There certainly is value in identifying problematic behaviors and patterns, and Senior should pat herself on the back for having done just that (especially since she manages it without the judgment or alarmism of other writers who describe “intensive parenting”).
Unfortunately, Senior’s fairly upbeat conclusion – “[this is] what choosing parenthood does: gives strength and structural integrity to one’s life through meaningful tension” (in other words, modern parenting is often no fun, but it’s simultaneously joyful because it produces significant human connection) – falls flat. Yes, parenthood is like any other job worth doing: there are parts of it that are hard and sucky; but it should be more fun, and there are ways to make parents’ lives better in terms of minute-to-minute enjoyment. Senior hints around a few (for example, more childcare support from the government would help combat “maternal unentitlement” and give parents more opportunity to engage in “flow” activities), but she doesn’t leave us with much help. She diagnoses a syndrome but has very little to say in the way of treatment.

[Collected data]
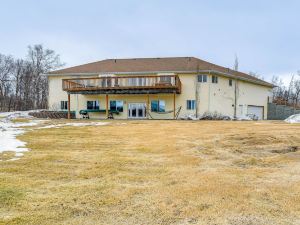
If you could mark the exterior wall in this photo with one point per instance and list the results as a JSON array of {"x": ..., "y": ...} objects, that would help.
[
  {"x": 251, "y": 94},
  {"x": 210, "y": 97}
]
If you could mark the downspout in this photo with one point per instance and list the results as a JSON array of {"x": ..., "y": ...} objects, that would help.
[{"x": 209, "y": 92}]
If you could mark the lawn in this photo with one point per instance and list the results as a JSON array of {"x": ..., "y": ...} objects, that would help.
[{"x": 155, "y": 172}]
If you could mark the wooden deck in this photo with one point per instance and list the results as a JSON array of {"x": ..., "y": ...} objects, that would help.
[{"x": 123, "y": 85}]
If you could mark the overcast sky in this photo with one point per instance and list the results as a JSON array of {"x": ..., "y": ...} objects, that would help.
[{"x": 264, "y": 34}]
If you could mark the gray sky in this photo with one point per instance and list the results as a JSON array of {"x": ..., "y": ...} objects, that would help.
[{"x": 264, "y": 34}]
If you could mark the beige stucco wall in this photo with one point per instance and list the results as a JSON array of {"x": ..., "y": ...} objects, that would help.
[{"x": 209, "y": 96}]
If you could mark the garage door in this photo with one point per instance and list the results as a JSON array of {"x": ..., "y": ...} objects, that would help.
[{"x": 256, "y": 110}]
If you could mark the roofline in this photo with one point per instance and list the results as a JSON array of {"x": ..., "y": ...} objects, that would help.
[{"x": 263, "y": 83}]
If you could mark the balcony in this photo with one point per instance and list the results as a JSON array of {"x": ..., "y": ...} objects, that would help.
[{"x": 123, "y": 85}]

> [Work required]:
Continue the review of Senior's book on modern parenting from the point where it ends.

> [Response to this task]:
(As almost a “nit,” I also take issue with Senior’s focus on parents who work part time and work from home in the “autonomy” chapter; parents who don’t do paid labor or do it full time are at least as badly impacted by the phenomenon she describes. Similarly, the following quote drove me crazy: “Jessie has instead chosen the hardest path. She’s trying to do both [work and childcare], improvising all day long as she juggles her dual responsibilities . . . .” If this week’s blog-flogging of Gwyneth Paltrow teaches us anything, it’s that one ought be wary of calling a single maternal experience the “hardest.”)
Don’t get me wrong, “All Joy and No Fun” is worth reading as a well-written, even-handed reflection of modern middle class parenting. I just wish it were paired with a practicum entitled “All the Joy and More Fun Too” – or at least a call to action along those lines.